Aim of the task: Since pictures are not wanted, repeat only the text of the records, word for word.

Material shown:
◆ ◆ ◆
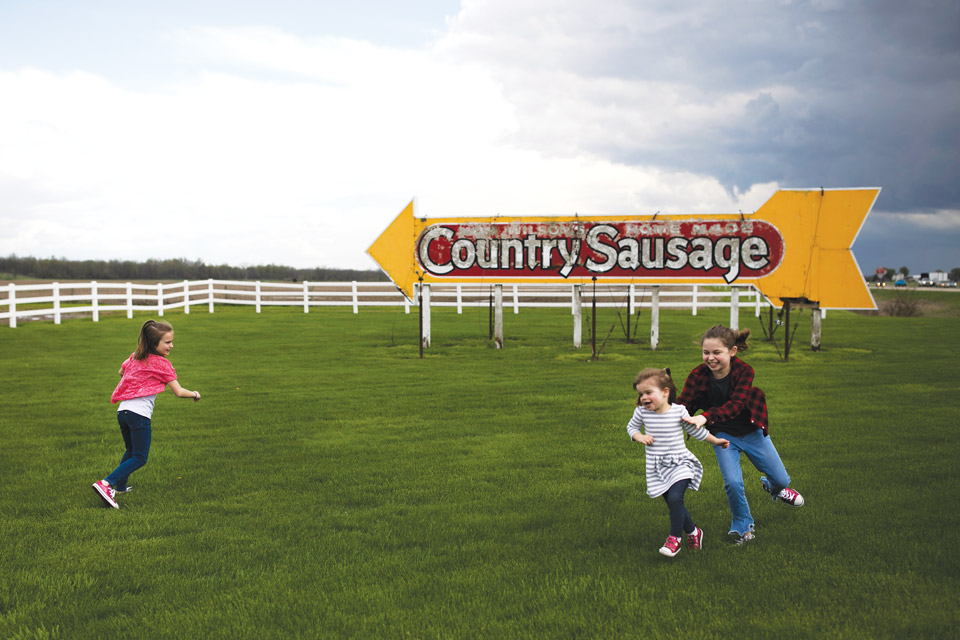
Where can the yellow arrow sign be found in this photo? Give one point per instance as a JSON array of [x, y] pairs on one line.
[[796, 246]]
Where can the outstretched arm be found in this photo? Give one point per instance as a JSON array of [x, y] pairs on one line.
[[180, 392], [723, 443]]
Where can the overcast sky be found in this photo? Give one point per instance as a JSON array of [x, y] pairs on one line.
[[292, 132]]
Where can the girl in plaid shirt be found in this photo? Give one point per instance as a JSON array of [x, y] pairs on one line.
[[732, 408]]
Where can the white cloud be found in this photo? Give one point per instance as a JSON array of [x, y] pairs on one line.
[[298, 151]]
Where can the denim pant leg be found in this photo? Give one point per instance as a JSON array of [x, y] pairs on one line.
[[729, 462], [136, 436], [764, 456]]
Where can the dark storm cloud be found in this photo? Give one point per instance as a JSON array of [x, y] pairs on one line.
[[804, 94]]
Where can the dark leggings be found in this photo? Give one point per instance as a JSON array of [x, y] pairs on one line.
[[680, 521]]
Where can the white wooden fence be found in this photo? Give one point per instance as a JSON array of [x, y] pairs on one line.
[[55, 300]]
◆ ◆ ◆
Exercise solution:
Where can the yellow arrow sign be found in this photo? Give one point per instance as a JSON array of [x, y] pairs on one line.
[[796, 246]]
Where can the outstretched arm be found in this photo? Give one point per instance as a JSON array of [x, y] pairs on one line.
[[180, 392], [723, 443]]
Where can the overcast sky be found in this photo? Give one point per instance as a JSON array of [x, y] pairs on one line.
[[292, 132]]
Where can the girl in plaid shirt be found in this photo? Give one point per instance as a JSON array of [x, y] pairs on one line.
[[732, 408]]
Where can the white cloud be found in this photo? Give one point per instance as a JSON array of [x, y] pairs on one line.
[[298, 151]]
Where can the denim pant leg be found in this photo? Give one point per instance as a JSON array of [x, y] pairs on one line.
[[729, 462], [136, 436], [764, 456]]
Where can the dark storm cloud be found in this photo? Give one point per instance as a JSON array of [x, y] pairs on one line.
[[804, 94]]
Where can the dark leggings be found in this photo? Give one point per instance as a JSON array of [x, y] pairs on one line.
[[680, 521]]
Where can the white wooden fence be found in this photo? Give one point per instance as a JSON array of [x, y] pairs on one line.
[[55, 300]]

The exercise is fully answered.